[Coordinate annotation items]

──────────────────────────────

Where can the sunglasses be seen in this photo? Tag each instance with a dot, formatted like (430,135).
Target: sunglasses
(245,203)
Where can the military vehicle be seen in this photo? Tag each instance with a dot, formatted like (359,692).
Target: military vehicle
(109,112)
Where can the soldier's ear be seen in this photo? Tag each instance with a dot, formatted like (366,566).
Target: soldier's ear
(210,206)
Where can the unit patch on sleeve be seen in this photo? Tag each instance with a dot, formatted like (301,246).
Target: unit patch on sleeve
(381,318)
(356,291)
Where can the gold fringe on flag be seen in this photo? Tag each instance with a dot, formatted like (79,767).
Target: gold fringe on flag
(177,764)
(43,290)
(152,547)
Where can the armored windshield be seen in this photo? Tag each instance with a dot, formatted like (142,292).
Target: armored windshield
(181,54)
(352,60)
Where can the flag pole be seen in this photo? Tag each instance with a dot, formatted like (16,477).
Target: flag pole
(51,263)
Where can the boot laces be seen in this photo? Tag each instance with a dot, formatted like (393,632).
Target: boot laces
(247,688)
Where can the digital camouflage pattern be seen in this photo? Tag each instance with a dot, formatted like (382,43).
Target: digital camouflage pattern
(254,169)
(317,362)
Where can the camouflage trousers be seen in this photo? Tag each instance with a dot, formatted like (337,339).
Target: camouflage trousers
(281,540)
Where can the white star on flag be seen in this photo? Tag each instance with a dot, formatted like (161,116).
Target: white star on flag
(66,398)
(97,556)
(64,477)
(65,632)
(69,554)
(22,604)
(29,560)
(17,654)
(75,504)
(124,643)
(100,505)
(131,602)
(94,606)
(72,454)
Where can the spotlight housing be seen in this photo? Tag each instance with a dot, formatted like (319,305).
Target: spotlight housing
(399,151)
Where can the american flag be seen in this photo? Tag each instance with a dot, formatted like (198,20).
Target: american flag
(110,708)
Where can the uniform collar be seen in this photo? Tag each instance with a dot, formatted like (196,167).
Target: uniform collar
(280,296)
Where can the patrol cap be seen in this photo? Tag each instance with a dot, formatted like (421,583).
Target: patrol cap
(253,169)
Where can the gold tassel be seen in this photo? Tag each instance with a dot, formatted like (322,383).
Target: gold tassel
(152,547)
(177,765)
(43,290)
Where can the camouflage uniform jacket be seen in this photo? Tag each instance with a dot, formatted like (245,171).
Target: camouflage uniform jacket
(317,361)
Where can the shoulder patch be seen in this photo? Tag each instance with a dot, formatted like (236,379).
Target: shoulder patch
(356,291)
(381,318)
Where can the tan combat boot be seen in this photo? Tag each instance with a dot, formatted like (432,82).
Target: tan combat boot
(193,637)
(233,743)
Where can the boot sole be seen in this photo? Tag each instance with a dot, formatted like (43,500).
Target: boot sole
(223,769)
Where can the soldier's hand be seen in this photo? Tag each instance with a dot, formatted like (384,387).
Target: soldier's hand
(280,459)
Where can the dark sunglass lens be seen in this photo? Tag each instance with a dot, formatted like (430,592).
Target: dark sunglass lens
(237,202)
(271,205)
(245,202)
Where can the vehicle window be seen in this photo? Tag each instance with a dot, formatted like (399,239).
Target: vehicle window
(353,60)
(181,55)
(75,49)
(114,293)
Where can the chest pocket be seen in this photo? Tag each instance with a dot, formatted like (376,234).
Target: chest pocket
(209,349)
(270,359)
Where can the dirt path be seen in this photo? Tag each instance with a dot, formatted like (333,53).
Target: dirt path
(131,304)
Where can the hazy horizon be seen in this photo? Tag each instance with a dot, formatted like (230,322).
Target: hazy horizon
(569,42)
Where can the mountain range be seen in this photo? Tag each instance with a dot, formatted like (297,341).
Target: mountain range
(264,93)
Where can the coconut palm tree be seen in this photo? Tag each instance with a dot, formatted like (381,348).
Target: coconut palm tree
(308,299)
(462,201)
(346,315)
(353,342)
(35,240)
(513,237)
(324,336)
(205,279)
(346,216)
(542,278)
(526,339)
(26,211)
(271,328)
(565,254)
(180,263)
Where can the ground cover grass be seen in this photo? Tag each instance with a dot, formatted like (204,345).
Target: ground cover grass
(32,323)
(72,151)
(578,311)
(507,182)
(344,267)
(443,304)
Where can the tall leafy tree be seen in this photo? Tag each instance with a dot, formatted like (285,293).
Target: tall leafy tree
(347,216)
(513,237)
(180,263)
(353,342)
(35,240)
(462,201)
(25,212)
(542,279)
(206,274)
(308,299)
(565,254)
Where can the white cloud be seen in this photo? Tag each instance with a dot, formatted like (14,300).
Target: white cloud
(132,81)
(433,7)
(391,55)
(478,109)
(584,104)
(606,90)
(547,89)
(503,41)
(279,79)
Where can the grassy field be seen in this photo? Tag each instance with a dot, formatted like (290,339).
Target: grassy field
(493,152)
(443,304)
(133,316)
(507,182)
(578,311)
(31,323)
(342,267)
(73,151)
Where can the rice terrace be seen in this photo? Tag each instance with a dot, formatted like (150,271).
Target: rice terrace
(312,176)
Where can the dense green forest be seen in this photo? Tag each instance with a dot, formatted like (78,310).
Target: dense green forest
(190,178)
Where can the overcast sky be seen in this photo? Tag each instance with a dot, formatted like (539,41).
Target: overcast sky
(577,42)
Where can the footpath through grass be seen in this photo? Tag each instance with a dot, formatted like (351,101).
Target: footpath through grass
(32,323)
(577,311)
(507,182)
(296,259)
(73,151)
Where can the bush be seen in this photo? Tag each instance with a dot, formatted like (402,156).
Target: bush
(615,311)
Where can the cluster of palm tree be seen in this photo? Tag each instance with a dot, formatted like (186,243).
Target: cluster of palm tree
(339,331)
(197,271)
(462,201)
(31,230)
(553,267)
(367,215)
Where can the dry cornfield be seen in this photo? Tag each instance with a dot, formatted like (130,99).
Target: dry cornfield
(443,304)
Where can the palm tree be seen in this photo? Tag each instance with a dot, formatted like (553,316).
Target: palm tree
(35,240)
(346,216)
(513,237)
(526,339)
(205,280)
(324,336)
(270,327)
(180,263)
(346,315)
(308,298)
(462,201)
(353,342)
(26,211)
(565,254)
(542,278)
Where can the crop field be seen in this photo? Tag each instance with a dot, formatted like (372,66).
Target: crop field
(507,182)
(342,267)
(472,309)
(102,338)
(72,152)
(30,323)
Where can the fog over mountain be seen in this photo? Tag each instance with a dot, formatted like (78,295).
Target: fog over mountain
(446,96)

──────────────────────────────

> [Written task] Reproduce every item above verbatim, keeping each line unchanged and in its original order.

> [Expected output]
Where can the sunglasses be seen in this photo? Tag each instance with a dot, formatted like (430,135).
Target: sunglasses
(245,203)
Where can the military vehicle be seen in this photo? Tag each instance with a dot, formatted like (359,692).
Target: military vehicle
(109,112)
Where can the soldier's ear be seen in this photo? Tag each instance with a dot, formatted like (366,566).
Target: soldier's ear
(210,206)
Where can the unit patch on sleeve be seen in this photo? Tag each instance with a dot, formatted like (301,246).
Target: unit patch on sleeve
(381,318)
(356,291)
Where can the gold fringe on flag be seen in this photo? Tag each instance with a dot, formatted like (79,767).
Target: gold fringe on flag
(177,764)
(43,290)
(152,547)
Where can the armored windshield be seen in this photo? Tag each instance with a dot, formatted like (142,292).
Target: armored windshield
(181,54)
(352,60)
Where can the flag pole be seen in this photo? Tag each instance with a dot, formatted like (16,477).
Target: flag pole
(51,263)
Where can the boot laces be seen in this photo? Tag each instance with a dot, formatted like (393,632).
Target: boot laces
(247,688)
Where can the digital camouflage pattern be seen in this photo? Tag each instance with a dot, formatted like (382,43).
Target: digital camouflage pattern
(254,169)
(317,362)
Where can the camouflage trousers be seen in this photo? Tag each instance with a dot, formatted like (337,339).
Target: camouflage trousers
(281,540)
Where can the white star on flag be seen in this photo? Tag each instance with a dot, formatted like (161,116).
Target: white star on flag
(66,398)
(97,556)
(64,477)
(65,632)
(69,554)
(22,604)
(29,560)
(17,654)
(75,504)
(124,643)
(100,505)
(131,602)
(94,606)
(72,454)
Where can the spotlight housing be seen in this photo? Tag each instance with a dot, formatted like (319,305).
Target: spotlight housing
(399,151)
Where can the american flag be seen in this photo? Tag each instance with a dot, formatted like (198,20).
Target: american flag
(110,708)
Where can the uniform collar be seen in this photo? Tag each instance with a dot, formatted like (196,167).
Target: uniform collar
(280,296)
Where can the patrol cap be seen in this photo? Tag each instance with a dot, formatted like (421,583).
Target: patrol cap
(253,169)
Where can the gold tassel be seen in this photo? Tag each instance with a dot, formatted like (322,383).
Target: gold tassel
(152,547)
(177,765)
(43,290)
Where can the camouflage uniform jacket be seen in this photo? Tag each instance with a dot, formatted like (245,171).
Target: camouflage uniform jacket
(317,361)
Where can the shoulder patch be seen in this photo? Tag each instance with a dot, formatted like (236,379).
Target: shoulder patch
(356,291)
(381,318)
Where can the tan combat boot be seen in this photo? Tag each instance with a dot, formatted like (432,82).
Target: tan combat boot
(193,637)
(233,743)
Where can the boot sole be seen in this photo? Tag each instance with a dot, formatted like (43,500).
Target: boot sole
(223,769)
Where can the soldier's hand be seen in this photo? Tag each instance with a dot, formatted like (384,387).
Target: soldier's hand
(280,459)
Where can the dark sunglass lens be seen in this photo? Tag each instance with a dot, formatted like (430,592).
Target: dark sunglass lens
(237,202)
(271,205)
(245,202)
Where can the vehicle window be seen in this photo? Tag each instance with a dot, formatted like (399,239).
Target: vehicle window
(353,60)
(181,55)
(75,49)
(114,293)
Where can the chest pocket be seen in this photo? Tag each instance with a dot, formatted like (376,234).
Target: chest pocket
(209,349)
(270,359)
Where can the dirt path be seen in this photo? Tag each instance with a dot, formatted like (333,53).
Target: dirt path
(131,304)
Where can the hazy horizon be seen in this photo? Tag each instance with a dot, formatted like (230,322).
Target: hazy horizon
(569,42)
Where can the mountain range be seen in this photo? Tag each instance with a dot, formatted like (297,341).
Target: mountain range
(264,93)
Where can the coconut palm tree be seen in this photo? Tag each instance with a dot, formatted like (381,348).
Target: coconut palm tree
(308,299)
(462,201)
(346,315)
(353,342)
(35,240)
(513,237)
(324,336)
(205,279)
(346,216)
(542,278)
(526,339)
(26,211)
(271,328)
(565,254)
(180,263)
Where can the ground cover grass be seen in this photo? Tag each instance with a dot, formatted like (204,345).
Target: ground cover grass
(32,323)
(72,151)
(578,311)
(507,182)
(344,267)
(443,304)
Where can the tall leafy tree be seen in this photo? Tag each instance with a dot, formatted like (285,293).
Target: tall leafy tree
(347,216)
(513,237)
(180,263)
(353,342)
(35,240)
(462,201)
(25,212)
(542,279)
(206,274)
(308,299)
(565,254)
Where can the white cloud be seen in this photo? Tag each instance with a dot, formatted like (14,300).
Target: white cloud
(132,81)
(433,7)
(391,55)
(478,109)
(584,104)
(606,90)
(547,89)
(503,41)
(279,79)
Where can the grassy field be seen in this photo? Tag each instance with a dot, formatted like (290,339).
Target: grassy field
(493,152)
(443,304)
(133,316)
(507,182)
(578,311)
(31,323)
(342,267)
(73,151)
Where can the rice terrace be seen in this photo? Tag each instance with a dot, formatted like (150,271).
Target: rice terrace
(312,176)
Where can the dense green forest be seen in this photo? Tag each instance with a dot, formatted like (78,310).
Target: dense green forest
(190,178)
Where can the overcast sky be seen in this photo? Tag each instance with a dot, formatted like (539,41).
Target: overcast sky
(577,42)
Where can the footpath through grass be seen in this photo? Tag each instance with a dot, formatted like (351,101).
Target: footpath through grass
(32,323)
(577,311)
(507,182)
(296,259)
(73,151)
Where can the bush be seen in this photo? Tag each instance with a dot, formatted like (402,156).
Target: bush
(615,311)
Where can the cluster of palm tree be seen in this photo? Tag each instance with a dot, formatted like (186,243).
Target: cluster of palm tree
(339,331)
(197,271)
(462,201)
(31,230)
(553,267)
(367,215)
Where can the dry cornfield be seen in this photo? Tag each instance with a dot, formatted like (130,99).
Target: dry cornfield
(443,304)
Where can the palm tree be seen in this photo? Tag each instance with a dot, formatted like (553,316).
Target: palm tree
(35,240)
(346,216)
(513,237)
(526,339)
(205,280)
(324,336)
(270,327)
(180,263)
(346,315)
(308,298)
(462,201)
(353,342)
(26,211)
(565,254)
(542,278)
Where can the crop field be seen in this photo? Tag each instance with a dot, formatted like (372,66).
Target: crop field
(507,182)
(342,267)
(472,309)
(102,338)
(72,152)
(30,323)
Where can the fog over mountain be seen in this photo? Tag each instance with a dot, formatted like (78,295).
Target: fog over mountain
(446,96)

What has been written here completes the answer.